▸ **Supplied records**:
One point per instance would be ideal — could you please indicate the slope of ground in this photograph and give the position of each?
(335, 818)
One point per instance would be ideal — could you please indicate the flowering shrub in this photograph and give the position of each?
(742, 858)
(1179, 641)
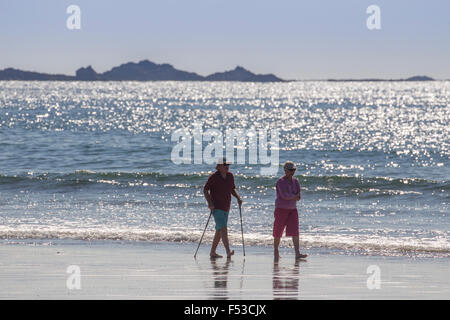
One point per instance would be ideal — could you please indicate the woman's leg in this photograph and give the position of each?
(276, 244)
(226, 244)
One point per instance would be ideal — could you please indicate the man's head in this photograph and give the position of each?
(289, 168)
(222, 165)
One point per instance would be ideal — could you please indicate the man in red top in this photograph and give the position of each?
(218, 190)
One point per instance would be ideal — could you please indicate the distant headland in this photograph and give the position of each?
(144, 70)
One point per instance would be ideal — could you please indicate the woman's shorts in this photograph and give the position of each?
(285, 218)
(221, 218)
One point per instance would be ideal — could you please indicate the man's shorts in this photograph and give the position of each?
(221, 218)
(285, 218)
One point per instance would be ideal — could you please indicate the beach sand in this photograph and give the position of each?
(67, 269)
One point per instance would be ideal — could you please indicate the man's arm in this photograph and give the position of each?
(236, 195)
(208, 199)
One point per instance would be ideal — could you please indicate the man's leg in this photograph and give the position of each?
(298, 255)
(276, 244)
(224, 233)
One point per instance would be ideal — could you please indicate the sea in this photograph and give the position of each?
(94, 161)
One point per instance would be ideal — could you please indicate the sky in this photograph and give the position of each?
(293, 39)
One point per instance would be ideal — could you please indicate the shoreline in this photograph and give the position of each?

▸ **What this task involves**: Could you please return each line of the material exactly, dropping the pictures?

▸ **Answer to the problem**:
One point per instance would be ideal — could you please indicate the slope of ground in this photograph and give the position of each?
(335, 818)
One point per instance would be ideal — could you please indicate the flowering shrub in this photograph and give the position of each?
(742, 858)
(1179, 641)
One point per instance would be ideal — could you please indicate the woman's leg in this photograph and give the position of each?
(276, 244)
(226, 244)
One point per instance would be ideal — could you please indicate the man's head in this photograph and give the position of each?
(289, 168)
(222, 165)
One point per instance would be ideal — could you please indicate the man in red top in this photograph and give the position of each?
(218, 190)
One point per instance would be ideal — could you please indicate the distant headland in this photograph and give the position of each?
(144, 70)
One point per instance would be ideal — could you please indicate the woman's shorts in this photograph and give the position of each?
(285, 218)
(221, 218)
One point per instance would be ideal — could you please indicate the man's shorts in this photograph and give the position of each?
(221, 218)
(285, 218)
One point per instance would be ideal — could you please indicate the beach sand in this photograph and give the position of each?
(67, 269)
One point per instance would be ideal — could you please indicate the man's arm in this photograph and give the position of each?
(236, 195)
(208, 199)
One point per instance would be ideal — could you please indicate the man's leg in this photograph and give the position of each?
(298, 255)
(276, 244)
(224, 233)
One point per instance would be ideal — could you please indicate the sea in this photograph and give the position of each?
(94, 161)
One point per instance would be ideal — could you please indicate the sky in this photograph and give the position of each?
(293, 39)
One point per instance would be ideal — could you please indicate the shoreline in this photograph and give the position of each?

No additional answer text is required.